==== THE INPUT
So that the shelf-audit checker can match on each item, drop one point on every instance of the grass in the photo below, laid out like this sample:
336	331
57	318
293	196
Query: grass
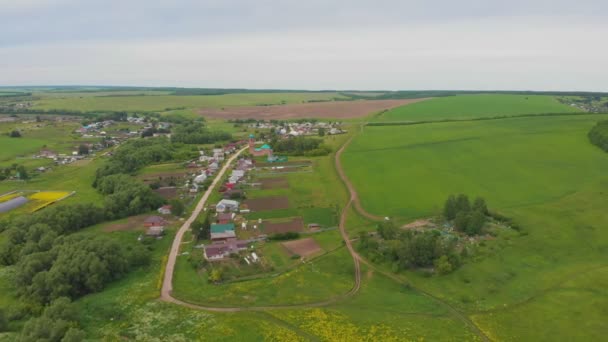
475	106
166	102
541	171
317	280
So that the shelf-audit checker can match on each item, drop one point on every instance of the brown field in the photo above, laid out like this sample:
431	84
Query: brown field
295	225
274	183
267	203
334	109
303	247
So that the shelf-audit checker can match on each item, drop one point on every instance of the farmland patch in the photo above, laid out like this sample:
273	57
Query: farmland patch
267	203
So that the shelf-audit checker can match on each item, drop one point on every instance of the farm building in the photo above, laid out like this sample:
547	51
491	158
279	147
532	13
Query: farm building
222	232
220	251
165	210
227	205
155	221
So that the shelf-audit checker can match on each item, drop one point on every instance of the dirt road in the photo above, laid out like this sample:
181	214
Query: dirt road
165	293
168	279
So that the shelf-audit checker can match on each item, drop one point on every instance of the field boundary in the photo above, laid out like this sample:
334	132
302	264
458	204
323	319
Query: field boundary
499	117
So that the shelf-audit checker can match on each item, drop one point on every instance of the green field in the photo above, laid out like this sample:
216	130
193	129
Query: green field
475	106
543	284
165	102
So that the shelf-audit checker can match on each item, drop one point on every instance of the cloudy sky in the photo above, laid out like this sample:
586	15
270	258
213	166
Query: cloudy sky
307	44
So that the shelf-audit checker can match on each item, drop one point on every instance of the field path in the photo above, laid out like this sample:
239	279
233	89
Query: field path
354	197
167	287
355	200
165	293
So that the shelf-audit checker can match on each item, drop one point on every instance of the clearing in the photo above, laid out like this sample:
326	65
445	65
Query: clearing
333	110
476	106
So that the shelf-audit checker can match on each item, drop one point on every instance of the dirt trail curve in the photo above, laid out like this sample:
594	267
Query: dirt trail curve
355	200
354	197
168	278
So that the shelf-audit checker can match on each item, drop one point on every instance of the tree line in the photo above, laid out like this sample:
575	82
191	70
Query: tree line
300	146
467	218
407	249
197	133
598	135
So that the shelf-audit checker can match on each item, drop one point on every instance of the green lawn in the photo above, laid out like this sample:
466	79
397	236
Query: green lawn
316	280
165	102
475	106
546	283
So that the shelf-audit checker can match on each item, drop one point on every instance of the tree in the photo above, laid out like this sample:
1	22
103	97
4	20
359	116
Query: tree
449	209
23	175
177	207
387	230
443	265
83	149
216	275
480	204
475	223
461	221
462	203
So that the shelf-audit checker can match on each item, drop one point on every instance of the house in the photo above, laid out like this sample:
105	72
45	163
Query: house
155	231
227	205
200	178
219	251
224	218
222	232
45	153
233	193
154	221
165	210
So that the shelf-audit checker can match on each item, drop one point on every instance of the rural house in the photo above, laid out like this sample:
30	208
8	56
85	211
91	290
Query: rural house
165	210
220	251
155	221
227	205
222	232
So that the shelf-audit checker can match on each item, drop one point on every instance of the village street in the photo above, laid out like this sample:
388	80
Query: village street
168	278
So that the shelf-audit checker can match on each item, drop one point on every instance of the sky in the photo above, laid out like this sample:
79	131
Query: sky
312	44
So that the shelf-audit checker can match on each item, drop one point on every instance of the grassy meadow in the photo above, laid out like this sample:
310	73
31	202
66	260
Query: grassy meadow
545	283
167	102
475	106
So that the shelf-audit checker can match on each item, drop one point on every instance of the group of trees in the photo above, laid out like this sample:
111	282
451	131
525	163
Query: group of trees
410	249
197	133
201	228
57	323
598	135
300	146
135	154
468	218
125	196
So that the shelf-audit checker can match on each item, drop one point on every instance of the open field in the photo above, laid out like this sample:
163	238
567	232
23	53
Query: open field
476	106
542	172
167	102
267	203
332	110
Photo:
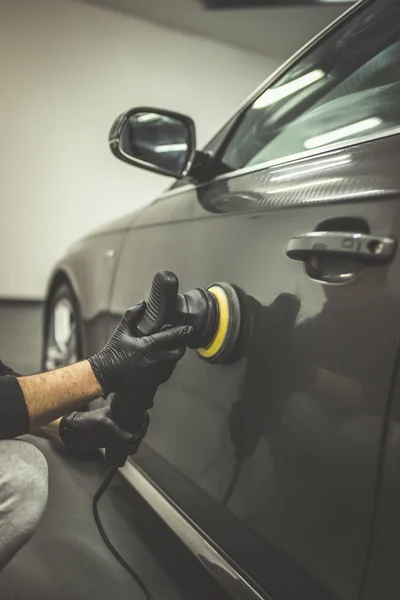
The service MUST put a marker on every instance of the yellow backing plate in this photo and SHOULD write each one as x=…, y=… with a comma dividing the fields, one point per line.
x=223, y=324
========
**THE REQUEST**
Repeat verbatim all the material, but not the pictures.

**SOLUTION TO THIS PROBLEM**
So that the shelf-audit checker can match on each item, drop one point on every instance of the grass in the photo below, laid out like this sample:
336	331
57	318
293	196
Query: grass
475	106
166	102
541	171
317	280
So that the shelf-audit checker can match on each item, drop one point on every instance of the brown field in the photo above, laid out like this sample:
431	84
Query: brown field
295	225
274	183
267	203
334	109
303	247
So that the shelf-audit checker can match on each item, drop one point on every instance of the farmland patch in the photo above, laid out like this sample:
273	57
Query: farmland patch
267	203
So that the shelf-audit checker can match on each item, drop one point on every instance of the farm building in the photo above, laid out like this sample:
547	51
491	158
279	147
532	13
Query: farm building
222	232
220	251
165	210
227	205
155	221
So that the shelf-audit checker can match on each item, drop one point on every instance of the dirt road in the photo above, laid out like this sample:
181	214
Query: dirt road
165	293
168	279
So that the shelf-audit checker can match on each item, drop one point on every instance of the field boundary in the photo above, laid out like this sample:
334	132
302	264
458	204
323	319
Query: field boundary
499	117
So that the shelf-audit checker can match on each item, drop one point on every instance of the green field in the photo above, laid out like this sample:
216	130
193	129
Query: green field
475	106
543	284
165	102
So that the shelf-audit checker can match on each item, drop one point on every instance of the cloudy sky in the photo above, laid out like this sample:
586	15
270	258
213	166
Query: cloudy sky
307	44
So that the shelf-audit checker can match on each item, drop one point on every instance of the field path in the photo above, laid out like this sample:
239	279
233	89
Query: field path
354	197
167	287
355	200
165	293
So that the shelf-audit checker can match on each item, drop one point on every instance of the clearing in the photo above, laid out like this sample:
326	65
445	65
Query: clearing
333	110
476	106
So that the shelf-audit checker can match on each item, drop one point on every instance of the dirt trail curve in the photo above, laid out like this sample:
594	267
Query: dirt trail curve
355	200
354	197
168	278
So that the shelf-audit checker can match on each item, drop one point on every instance of the tree line in the photo above, laid out like this sample:
575	82
191	70
Query: tree line
300	146
467	218
407	249
197	133
598	135
So that the shelf-audit checker can match on each item, drop one point on every instance of the green lawn in the photo above, laid out like this sample:
466	79
397	236
Query: green lawn
316	280
165	102
475	106
546	283
So that the shelf-audit checker can match on each item, drop one point on every instance of the tree in the photo above, laid out like this sample:
1	22
103	97
4	20
359	116
Query: tree
449	209
23	175
177	207
387	230
443	265
83	149
216	275
480	204
475	223
461	221
462	203
So that the shelf-audit checker can match on each item, drop one point on every instance of the house in the photo above, laid out like this sample:
105	72
45	163
Query: house
155	231
227	205
200	178
219	251
224	218
222	232
45	153
233	193
154	221
165	210
So that the shelf-audit checker can match on each item, drop one point on every instance of the rural house in the photo above, laid out like this sample:
30	208
8	56
85	211
91	290
Query: rural house
165	210
220	251
155	221
227	205
222	232
So that the shelf-audit checker can match on each item, drop one point on every instance of the village street in the photo above, laid out like this sample:
388	80
Query: village street
168	278
So that the shelf-audit checker can match on each item, drop one point on every instance of the sky in the photo above, laid out like this sample:
79	131
Query: sky
312	44
So that the shelf-audit checker can match on each item, drop one point on every instance of the grassy meadow in the photo above, laid out like this sample:
310	73
31	202
66	260
Query: grassy meadow
545	283
167	102
475	106
So that the shelf-audit checker can match on each item, drop one point on every instance of the group of trees in the photo above, laid out like this sample:
111	282
451	131
525	163
Query: group of trees
410	249
197	133
201	228
57	323
598	135
300	146
135	154
468	218
125	196
So that the shelf-audit checker can match on each item, drop one point on every instance of the open field in the photo above, laid out like this sample:
163	238
567	232
23	53
Query: open field
476	106
542	172
167	102
267	203
332	110
Photo:
The service MUST put a marker on every instance of the yellow backing plate in this photo and SHOULD write each one as x=…, y=… with a comma dividing the fields, one point per line.
x=223, y=324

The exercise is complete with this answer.